### Problem requirements
Rewrite the part that opens with the line containing "Check that each instance of the ceiling" and runs through the end of the records, replacing "ceiling fan" with "overhead fan" and leaving everything else unchanged.
[BEGIN]
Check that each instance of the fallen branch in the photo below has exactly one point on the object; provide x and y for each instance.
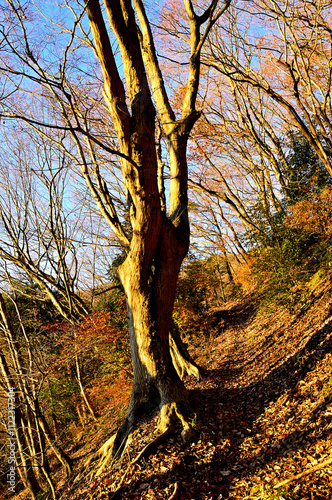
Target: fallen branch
(305, 473)
(175, 494)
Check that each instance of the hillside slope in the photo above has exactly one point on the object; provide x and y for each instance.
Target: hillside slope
(264, 413)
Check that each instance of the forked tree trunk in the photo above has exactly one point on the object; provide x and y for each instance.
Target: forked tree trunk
(157, 384)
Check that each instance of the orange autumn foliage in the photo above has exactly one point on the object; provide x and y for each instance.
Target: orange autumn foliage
(313, 215)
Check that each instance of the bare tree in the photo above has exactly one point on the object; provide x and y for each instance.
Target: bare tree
(283, 49)
(158, 239)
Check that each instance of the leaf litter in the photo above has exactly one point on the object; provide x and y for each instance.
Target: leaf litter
(264, 416)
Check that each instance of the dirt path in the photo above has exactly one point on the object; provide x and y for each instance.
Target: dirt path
(264, 413)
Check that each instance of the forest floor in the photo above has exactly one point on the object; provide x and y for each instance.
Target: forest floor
(264, 415)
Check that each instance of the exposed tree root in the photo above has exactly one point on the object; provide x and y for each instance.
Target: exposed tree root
(147, 449)
(171, 412)
(175, 494)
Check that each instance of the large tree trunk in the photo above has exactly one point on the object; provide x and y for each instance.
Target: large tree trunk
(150, 303)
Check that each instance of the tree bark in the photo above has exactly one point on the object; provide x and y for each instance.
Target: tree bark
(157, 384)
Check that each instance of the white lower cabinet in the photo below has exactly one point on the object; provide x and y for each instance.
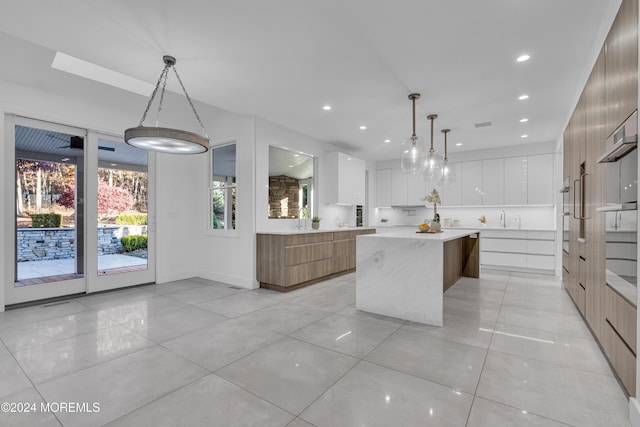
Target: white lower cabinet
(518, 250)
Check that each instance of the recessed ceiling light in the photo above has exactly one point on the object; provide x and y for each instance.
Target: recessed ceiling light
(88, 70)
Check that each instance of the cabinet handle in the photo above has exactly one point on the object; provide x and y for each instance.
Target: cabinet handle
(582, 192)
(574, 199)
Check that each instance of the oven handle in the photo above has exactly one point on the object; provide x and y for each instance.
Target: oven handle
(582, 204)
(574, 199)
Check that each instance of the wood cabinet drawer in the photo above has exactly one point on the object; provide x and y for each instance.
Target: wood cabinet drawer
(621, 315)
(344, 235)
(303, 239)
(306, 253)
(344, 247)
(541, 247)
(309, 271)
(621, 357)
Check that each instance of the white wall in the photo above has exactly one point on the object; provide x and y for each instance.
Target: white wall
(267, 134)
(111, 111)
(227, 256)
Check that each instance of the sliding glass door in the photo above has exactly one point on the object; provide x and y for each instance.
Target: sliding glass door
(83, 212)
(120, 215)
(49, 255)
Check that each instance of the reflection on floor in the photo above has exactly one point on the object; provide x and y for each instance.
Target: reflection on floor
(513, 351)
(51, 270)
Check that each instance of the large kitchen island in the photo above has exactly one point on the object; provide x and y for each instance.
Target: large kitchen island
(404, 274)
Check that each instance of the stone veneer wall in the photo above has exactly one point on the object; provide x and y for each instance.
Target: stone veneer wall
(36, 244)
(281, 187)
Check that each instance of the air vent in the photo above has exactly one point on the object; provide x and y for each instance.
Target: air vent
(483, 124)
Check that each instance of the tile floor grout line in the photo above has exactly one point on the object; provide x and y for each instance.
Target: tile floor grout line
(32, 385)
(524, 409)
(31, 347)
(486, 355)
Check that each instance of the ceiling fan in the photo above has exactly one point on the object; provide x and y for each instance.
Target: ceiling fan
(78, 143)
[END]
### Response for this exercise
Check that each instance of the overhead fan in the photo above has exactly one point on the object; provide x and y for each instance.
Target: overhead fan
(78, 143)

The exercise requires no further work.